What to do –
In the piece on advocacy in a hurry, below:
(a) Which supervisor introduced the ordinance?
(b) At what time did the Board convene to vote on Tuesday?
(c) Which county's year-old ordinance did the writer ask the supervisors to review?

Selected text –

Advocacy in a Hurry
November 05, 2007 | Don Duncan
Sometimes, medical cannabis advocates have plenty of time to prepare in advance for an important vote at their City Council or County Board of Supervisors. We can write letters and make phone calls to elected officials, prepare a speech for public comments, and even rally the troops by inviting friends and loved ones to attend a meeting.
In other cases, however, you may have to jump and run when you learn about a challenge or opportunity in your community. That is exactly what happened last week in Orange County, when Supervisor Bates quietly introduced an ordinance that would have prohibited the County from issuing any licenses, permits, or allowances for an activity that violates local, state, or federal law. Nothing in her ordinance mentioned medical cannabis, but if adopted, it would have been a de facto ban on medical cannabis patients’ dispensaries in the unincorporated areas of Orange County. This is a tactic already used successfully in at least two Orange County cities.
County staff failed to realize the significance of Bates’ eleventh-hour proposal for medical cannabis patients until an alert aide in Supervisor’s Norby’s office realized what was about to happen – less than twenty-four hours before the vote! Supervisor Norby has always been a strong supporter of medical cannabis, and asked his staff to contact ASA right away. News reached our office at 3 PM on Monday, October 29. By that time, there were only two hours left in the workday before the Board convened to vote at 9 AM on Tuesday morning.
I left short telephone message for all five supervisors, then followed up with a longer email explaining that regulating collectives was a better option than banning them. I asked them to table the matter until they had a chance to read ASA’s report on the positive outcomes of regulations statewide and review LA County’s year-old ordinance. Then I called a handful of dedicated local advocates to invite them to speak at the Board meeting the next morning. Finally, I used ASA’s Southern California announcement list and new discussion forums to alert the grassroots of the challenge.

Dataset entries:
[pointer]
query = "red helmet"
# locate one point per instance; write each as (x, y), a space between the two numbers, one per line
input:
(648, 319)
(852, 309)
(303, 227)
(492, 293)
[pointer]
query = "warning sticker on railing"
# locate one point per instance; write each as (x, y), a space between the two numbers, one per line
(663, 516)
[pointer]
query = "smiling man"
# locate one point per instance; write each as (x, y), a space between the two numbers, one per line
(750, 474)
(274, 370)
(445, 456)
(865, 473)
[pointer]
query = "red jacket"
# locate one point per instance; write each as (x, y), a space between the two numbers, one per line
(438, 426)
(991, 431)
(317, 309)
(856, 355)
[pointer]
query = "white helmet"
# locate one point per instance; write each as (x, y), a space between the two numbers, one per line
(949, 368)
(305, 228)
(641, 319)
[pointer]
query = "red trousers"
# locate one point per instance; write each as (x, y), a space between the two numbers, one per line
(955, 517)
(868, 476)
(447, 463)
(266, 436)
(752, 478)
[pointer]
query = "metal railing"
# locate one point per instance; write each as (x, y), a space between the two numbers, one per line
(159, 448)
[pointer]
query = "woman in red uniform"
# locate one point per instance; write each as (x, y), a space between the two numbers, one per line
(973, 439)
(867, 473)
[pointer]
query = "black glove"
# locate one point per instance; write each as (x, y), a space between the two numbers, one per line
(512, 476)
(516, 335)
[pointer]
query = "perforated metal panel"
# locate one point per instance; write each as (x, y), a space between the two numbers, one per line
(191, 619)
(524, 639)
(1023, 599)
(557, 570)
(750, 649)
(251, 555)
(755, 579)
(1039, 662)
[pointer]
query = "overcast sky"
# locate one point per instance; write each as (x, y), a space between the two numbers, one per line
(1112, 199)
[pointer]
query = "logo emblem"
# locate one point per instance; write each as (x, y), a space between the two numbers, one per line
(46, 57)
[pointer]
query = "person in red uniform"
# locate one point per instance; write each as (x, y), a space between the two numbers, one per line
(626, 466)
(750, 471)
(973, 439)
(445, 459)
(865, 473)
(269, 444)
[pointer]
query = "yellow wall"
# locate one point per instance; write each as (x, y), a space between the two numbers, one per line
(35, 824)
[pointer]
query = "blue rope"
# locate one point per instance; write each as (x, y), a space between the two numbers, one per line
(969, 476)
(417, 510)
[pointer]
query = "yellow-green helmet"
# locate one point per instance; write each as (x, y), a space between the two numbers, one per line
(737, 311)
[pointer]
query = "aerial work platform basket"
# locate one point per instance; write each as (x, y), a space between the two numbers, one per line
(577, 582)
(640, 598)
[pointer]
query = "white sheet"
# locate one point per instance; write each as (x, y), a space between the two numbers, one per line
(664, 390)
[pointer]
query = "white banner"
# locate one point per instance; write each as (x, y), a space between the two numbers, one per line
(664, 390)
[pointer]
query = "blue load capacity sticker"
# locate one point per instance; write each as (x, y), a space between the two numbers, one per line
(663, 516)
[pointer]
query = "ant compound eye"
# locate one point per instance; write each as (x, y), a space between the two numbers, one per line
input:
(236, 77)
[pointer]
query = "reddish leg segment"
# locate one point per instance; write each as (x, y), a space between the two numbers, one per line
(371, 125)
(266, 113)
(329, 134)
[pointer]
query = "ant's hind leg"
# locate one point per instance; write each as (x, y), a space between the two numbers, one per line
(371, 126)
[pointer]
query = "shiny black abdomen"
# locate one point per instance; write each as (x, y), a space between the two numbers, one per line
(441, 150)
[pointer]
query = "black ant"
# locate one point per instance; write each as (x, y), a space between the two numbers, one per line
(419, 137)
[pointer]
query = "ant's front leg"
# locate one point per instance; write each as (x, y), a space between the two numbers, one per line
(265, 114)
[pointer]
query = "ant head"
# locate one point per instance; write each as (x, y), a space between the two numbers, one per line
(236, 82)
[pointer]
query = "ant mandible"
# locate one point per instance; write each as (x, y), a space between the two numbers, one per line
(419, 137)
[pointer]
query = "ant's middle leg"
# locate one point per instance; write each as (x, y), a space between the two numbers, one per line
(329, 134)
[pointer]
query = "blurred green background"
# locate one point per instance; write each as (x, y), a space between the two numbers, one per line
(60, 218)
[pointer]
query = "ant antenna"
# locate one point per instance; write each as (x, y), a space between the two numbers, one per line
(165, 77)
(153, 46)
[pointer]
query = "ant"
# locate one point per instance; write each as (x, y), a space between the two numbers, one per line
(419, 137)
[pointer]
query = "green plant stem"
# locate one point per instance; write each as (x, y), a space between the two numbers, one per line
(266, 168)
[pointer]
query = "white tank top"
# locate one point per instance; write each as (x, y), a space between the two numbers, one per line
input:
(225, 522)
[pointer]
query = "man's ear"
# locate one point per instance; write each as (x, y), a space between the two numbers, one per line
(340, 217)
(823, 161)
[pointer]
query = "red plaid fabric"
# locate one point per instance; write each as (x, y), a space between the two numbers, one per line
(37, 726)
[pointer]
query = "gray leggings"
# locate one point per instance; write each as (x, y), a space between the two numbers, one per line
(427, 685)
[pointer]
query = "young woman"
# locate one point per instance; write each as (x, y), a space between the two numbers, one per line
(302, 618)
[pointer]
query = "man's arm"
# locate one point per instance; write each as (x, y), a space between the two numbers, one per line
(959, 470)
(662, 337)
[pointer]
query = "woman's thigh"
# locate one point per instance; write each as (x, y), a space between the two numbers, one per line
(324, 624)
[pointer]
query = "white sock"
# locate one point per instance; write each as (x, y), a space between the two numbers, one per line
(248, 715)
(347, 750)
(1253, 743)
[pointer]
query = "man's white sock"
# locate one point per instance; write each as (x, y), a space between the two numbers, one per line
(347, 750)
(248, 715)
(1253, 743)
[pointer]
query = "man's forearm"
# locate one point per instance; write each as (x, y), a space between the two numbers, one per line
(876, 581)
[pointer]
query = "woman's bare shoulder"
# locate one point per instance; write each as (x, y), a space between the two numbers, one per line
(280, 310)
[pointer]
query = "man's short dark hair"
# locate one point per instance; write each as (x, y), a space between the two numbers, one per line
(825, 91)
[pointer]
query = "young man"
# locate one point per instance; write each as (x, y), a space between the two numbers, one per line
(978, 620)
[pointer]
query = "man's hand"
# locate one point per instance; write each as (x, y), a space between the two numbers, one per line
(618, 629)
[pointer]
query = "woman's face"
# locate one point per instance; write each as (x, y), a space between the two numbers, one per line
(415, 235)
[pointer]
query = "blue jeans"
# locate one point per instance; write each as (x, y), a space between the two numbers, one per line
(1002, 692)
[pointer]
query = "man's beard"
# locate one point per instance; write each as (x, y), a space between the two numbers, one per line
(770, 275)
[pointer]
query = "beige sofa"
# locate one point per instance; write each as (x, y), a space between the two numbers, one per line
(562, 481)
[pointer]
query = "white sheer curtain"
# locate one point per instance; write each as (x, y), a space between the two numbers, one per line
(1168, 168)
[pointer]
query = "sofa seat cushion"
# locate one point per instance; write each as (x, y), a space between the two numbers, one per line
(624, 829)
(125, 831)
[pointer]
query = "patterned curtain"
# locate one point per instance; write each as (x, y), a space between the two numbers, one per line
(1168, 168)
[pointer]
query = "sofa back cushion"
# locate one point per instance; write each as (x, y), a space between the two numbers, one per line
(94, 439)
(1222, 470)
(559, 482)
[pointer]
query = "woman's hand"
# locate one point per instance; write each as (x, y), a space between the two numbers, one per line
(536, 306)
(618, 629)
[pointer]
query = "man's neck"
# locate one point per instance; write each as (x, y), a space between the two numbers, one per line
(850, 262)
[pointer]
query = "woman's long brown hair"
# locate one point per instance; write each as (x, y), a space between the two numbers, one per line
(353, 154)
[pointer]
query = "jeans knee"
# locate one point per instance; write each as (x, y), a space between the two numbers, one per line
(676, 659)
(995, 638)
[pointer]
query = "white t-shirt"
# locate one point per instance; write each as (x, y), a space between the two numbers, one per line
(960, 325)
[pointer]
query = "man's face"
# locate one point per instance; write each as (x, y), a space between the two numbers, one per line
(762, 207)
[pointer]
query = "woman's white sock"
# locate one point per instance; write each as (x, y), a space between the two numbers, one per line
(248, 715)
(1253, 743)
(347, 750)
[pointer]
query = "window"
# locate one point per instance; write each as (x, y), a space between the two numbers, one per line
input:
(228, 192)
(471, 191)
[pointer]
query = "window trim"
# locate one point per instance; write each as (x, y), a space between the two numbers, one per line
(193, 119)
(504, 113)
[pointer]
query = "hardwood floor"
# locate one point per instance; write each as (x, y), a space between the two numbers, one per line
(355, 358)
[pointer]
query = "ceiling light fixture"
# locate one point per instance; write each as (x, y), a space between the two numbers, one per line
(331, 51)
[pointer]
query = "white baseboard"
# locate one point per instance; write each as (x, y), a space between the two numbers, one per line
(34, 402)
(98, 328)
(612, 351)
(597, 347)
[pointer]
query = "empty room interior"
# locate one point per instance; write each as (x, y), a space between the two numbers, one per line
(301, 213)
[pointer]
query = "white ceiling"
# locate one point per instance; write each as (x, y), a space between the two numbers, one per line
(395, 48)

Answer to this task –
(a) Supervisor Bates
(b) 9 AM
(c) LA County